INSTRUCTIONS FOR THE TASK:
Would you write out every record that follows exactly, with the pictures left out?

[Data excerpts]

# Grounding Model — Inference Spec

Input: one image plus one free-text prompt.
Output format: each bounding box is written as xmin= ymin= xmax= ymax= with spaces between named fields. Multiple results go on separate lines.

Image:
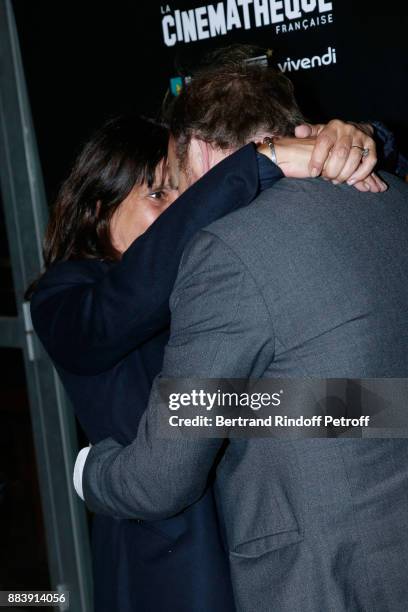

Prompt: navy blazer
xmin=31 ymin=144 xmax=282 ymax=612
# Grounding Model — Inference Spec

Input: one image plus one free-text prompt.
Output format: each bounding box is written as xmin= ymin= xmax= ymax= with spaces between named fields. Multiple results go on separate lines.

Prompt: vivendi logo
xmin=278 ymin=46 xmax=337 ymax=72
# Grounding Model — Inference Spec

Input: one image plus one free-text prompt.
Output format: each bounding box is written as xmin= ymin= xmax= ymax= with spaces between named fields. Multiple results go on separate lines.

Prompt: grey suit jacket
xmin=83 ymin=174 xmax=408 ymax=612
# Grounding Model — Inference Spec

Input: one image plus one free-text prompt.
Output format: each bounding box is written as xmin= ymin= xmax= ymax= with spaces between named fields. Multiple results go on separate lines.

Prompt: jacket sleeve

ANSWER AREA:
# Grounding Model — Inference Spec

Input: one image plus one free-text prompt.
Output format: each bounding box is written as xmin= ymin= xmax= ymax= with spaces between named fields. Multiple results go on separate lines.

Image:

Prompt: navy blazer
xmin=31 ymin=144 xmax=282 ymax=612
# Grounding Model — Inference Spec

Input: one image plus one free-text prompt.
Output format: each bounding box is written as xmin= ymin= xmax= ymax= with spaces between named fields. Multiple results go on separate lines.

Prompt: vivendi logo
xmin=278 ymin=46 xmax=337 ymax=72
# Grounding Model — Inference Spec

Input: one image plus one free-text prompt.
Output format: each bounding box is written as xmin= ymin= xmax= ymax= with spaces between named fields. Multiple results go on separate lines.

Prompt: grey suit jacket
xmin=83 ymin=174 xmax=408 ymax=612
# Grounding Model — Inference Spec

Input: one image plus one free-text prompt.
Output format: each bounding box is written as xmin= ymin= xmax= ymax= with spaces between named fields. Multiple results go on separate lines.

Prompt: jacket sleeve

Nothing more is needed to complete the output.